Written instruction:
Please write out, word for word, everything in the passage on Strunk and White's advice about adjectives and adverbs from "Up the airy" down to "toughness and color.".

Text:
■ ■ ■

Don't use adjectives and adverbs?! At all?! That advice would be cuckoo indeed. Talk of the Nation host Neal Conan let Pullum's claim go unquestioned.

Here's what Strunk and White say (on pages 71-72 in the 4th ed.):
Write with nouns and verbs, not with adjectives and adverbs. The adjective hasn't been built that can pull a weak or inaccurate noun out of a tight place. This is not to disparage adjectives and adverbs; they are indispensable parts of speech. Occasionally they surprise us with their power, as in

        Up the airy mountain,
           Down the rushy glen,
        We daren't go a-hunting
           For fear of little men . . .

The nouns mountain and glen are accurate enough, but had the mountain not become airy, the glen rushy, William Allingham might never have got off the ground with his poem. In general, however, it is nouns and verbs, not their assistants, that give good writing its toughness and color.
Pullum not only represents Strunk and White as saying about adjectives and adverbs what they don't say; he represents them as saying something utterly absurd. What Strunk and White would like their reader to avoid is dopey overwriting: "cold, round doorknob," "wept sadly," "said humorously" (my examples). But as Strunk and White also recognize, adjectives and adverbs can be powerful stuff. Proust, for one — he's never far from my mind — strings together well-chosen adjectives in wonderful, unexpected ways.

■ ■ ■

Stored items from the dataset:

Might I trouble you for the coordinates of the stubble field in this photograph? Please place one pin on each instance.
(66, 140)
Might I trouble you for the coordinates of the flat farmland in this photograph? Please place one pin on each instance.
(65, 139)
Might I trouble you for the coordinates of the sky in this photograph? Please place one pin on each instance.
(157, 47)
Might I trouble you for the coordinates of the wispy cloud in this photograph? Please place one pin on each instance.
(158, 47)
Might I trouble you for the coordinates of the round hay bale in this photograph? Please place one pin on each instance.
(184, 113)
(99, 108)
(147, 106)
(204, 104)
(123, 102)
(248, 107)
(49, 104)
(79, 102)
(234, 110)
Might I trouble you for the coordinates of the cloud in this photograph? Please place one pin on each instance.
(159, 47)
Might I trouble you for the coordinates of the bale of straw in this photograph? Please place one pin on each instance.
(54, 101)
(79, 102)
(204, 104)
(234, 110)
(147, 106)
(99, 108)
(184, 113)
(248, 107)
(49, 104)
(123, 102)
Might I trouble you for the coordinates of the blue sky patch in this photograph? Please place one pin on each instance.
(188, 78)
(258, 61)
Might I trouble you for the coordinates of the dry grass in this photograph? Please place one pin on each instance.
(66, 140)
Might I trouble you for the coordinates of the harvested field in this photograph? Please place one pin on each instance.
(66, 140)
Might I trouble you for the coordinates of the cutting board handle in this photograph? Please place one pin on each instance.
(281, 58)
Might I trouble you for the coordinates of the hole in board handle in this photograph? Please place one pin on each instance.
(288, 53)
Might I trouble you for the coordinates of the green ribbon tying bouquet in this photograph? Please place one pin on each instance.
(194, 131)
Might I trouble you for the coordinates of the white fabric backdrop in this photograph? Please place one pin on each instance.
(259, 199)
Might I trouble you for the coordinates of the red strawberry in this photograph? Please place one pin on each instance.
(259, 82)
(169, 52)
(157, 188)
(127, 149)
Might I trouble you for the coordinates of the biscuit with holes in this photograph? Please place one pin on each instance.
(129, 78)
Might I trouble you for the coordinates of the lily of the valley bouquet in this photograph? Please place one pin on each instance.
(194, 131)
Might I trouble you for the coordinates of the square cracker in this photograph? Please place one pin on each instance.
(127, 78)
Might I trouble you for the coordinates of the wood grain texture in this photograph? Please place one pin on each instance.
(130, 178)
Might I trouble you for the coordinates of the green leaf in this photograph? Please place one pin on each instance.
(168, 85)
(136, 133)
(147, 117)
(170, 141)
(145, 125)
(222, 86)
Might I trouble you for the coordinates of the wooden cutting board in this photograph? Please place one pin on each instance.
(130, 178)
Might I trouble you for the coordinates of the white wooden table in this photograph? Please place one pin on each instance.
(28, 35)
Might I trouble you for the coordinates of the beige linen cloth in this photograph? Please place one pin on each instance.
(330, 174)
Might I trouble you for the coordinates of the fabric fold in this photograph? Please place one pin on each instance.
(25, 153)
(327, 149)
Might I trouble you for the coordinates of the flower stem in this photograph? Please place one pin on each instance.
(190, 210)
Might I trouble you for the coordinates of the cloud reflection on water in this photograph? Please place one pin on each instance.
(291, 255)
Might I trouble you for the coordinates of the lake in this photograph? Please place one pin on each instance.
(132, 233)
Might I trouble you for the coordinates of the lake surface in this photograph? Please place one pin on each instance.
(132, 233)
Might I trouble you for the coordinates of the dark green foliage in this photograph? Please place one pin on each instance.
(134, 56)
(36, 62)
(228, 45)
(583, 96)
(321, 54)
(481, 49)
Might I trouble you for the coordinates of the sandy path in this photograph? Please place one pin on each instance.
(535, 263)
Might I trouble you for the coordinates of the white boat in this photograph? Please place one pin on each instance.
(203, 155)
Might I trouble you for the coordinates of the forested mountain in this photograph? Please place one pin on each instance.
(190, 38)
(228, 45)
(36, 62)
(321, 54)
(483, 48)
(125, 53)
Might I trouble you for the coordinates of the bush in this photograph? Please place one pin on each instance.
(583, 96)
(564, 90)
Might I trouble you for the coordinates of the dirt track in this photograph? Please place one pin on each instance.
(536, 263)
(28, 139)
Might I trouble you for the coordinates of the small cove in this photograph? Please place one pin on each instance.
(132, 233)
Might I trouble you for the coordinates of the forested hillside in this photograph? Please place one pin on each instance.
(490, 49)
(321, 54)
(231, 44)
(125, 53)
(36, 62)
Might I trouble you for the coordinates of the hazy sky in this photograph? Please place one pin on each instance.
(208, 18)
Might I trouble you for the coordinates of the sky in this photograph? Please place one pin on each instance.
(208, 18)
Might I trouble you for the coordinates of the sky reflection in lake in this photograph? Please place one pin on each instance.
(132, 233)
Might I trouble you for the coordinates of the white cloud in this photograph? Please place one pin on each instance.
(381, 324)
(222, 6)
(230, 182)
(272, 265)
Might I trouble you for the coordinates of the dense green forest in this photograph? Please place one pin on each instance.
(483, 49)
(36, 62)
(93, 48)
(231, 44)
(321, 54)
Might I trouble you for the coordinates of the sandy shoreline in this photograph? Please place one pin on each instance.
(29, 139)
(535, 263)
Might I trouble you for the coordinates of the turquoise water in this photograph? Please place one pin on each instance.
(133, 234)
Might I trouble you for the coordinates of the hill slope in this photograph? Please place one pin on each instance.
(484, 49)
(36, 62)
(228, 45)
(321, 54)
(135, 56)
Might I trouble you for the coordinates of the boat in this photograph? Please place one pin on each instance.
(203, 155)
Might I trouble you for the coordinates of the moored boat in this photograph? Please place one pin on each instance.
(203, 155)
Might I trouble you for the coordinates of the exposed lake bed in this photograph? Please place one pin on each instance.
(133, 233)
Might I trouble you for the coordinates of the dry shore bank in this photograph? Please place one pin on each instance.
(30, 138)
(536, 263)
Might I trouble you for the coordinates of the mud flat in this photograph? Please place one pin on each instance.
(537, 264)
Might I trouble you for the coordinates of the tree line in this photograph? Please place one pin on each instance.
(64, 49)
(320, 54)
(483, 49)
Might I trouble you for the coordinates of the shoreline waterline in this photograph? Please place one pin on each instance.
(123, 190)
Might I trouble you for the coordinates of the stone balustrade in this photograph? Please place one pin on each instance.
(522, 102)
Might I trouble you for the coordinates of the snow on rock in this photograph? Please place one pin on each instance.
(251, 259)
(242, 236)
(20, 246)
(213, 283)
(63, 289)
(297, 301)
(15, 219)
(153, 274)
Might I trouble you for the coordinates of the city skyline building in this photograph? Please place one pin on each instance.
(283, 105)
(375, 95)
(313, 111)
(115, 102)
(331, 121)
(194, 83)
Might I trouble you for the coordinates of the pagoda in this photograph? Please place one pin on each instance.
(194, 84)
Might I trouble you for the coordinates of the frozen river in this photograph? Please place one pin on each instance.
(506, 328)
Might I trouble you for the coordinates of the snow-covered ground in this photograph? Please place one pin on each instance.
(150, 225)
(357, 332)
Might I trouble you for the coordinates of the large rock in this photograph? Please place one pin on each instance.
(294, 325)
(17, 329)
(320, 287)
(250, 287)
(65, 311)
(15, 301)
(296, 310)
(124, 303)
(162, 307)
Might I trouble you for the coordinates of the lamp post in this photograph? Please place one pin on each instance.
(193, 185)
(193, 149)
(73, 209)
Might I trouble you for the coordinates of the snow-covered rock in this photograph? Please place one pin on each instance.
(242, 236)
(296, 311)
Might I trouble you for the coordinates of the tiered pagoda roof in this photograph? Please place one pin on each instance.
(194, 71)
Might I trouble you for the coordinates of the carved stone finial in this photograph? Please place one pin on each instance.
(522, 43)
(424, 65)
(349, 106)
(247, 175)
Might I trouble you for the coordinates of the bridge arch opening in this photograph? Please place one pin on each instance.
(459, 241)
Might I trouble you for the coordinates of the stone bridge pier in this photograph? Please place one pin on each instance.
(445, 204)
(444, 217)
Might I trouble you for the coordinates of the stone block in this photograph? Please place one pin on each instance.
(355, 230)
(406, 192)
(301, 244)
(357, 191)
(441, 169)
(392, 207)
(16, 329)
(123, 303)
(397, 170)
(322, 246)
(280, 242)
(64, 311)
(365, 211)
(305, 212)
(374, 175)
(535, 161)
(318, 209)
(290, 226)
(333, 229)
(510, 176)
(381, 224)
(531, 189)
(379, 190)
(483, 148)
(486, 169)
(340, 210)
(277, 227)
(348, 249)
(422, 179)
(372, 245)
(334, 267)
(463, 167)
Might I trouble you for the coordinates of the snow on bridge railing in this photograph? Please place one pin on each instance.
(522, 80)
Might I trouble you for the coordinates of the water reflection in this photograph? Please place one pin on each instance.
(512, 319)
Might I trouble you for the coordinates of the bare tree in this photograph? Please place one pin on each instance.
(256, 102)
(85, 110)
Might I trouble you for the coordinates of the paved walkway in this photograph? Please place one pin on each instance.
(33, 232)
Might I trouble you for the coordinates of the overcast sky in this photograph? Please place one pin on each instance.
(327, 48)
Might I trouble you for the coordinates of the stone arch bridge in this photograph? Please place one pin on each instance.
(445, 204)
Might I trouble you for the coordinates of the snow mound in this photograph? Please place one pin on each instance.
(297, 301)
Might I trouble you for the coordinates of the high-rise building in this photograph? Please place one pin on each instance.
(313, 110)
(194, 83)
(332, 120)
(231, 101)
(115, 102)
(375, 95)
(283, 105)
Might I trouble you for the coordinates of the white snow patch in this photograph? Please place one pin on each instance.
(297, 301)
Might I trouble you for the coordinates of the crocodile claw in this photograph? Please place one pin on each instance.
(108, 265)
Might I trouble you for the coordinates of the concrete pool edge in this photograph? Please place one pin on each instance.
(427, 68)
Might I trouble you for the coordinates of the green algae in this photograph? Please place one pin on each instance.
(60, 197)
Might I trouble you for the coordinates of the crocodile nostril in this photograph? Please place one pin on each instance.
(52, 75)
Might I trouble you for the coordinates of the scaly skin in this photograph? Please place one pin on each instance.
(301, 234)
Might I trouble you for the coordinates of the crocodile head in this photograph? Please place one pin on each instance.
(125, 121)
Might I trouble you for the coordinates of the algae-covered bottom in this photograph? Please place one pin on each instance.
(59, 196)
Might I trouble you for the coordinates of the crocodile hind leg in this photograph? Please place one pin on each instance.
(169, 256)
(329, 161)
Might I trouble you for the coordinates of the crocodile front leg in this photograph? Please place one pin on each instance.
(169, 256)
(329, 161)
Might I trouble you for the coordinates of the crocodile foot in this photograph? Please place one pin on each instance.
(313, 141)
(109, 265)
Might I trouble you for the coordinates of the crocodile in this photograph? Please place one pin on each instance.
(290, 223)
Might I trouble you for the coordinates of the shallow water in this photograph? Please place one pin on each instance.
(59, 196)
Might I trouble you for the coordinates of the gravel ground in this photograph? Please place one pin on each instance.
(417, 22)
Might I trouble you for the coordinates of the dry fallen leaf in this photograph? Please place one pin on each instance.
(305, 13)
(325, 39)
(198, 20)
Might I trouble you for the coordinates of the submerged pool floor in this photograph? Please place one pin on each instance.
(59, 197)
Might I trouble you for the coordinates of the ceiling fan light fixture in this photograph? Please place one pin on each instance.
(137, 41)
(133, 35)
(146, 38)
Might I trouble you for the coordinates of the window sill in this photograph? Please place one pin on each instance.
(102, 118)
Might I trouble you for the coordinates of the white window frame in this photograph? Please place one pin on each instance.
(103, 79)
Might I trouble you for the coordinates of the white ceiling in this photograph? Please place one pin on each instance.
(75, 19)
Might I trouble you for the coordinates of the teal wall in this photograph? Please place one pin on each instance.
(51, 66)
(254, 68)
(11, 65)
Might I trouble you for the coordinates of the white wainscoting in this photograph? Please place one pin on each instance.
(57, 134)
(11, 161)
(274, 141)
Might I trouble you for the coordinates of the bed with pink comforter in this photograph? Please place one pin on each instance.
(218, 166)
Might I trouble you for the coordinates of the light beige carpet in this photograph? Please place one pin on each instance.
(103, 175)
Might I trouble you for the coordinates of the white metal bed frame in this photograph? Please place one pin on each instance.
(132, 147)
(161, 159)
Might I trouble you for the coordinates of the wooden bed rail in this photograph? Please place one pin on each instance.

■ ■ ■

Solution to this problem:
Up the airy mountain,
           Down the rushy glen,
        We daren't go a-hunting
           For fear of little men . . .

The nouns mountain and glen are accurate enough, but had the mountain not become airy, the glen rushy, William Allingham might never have got off the ground with his poem. In general, however, it is nouns and verbs, not their assistants, that give good writing its toughness and color.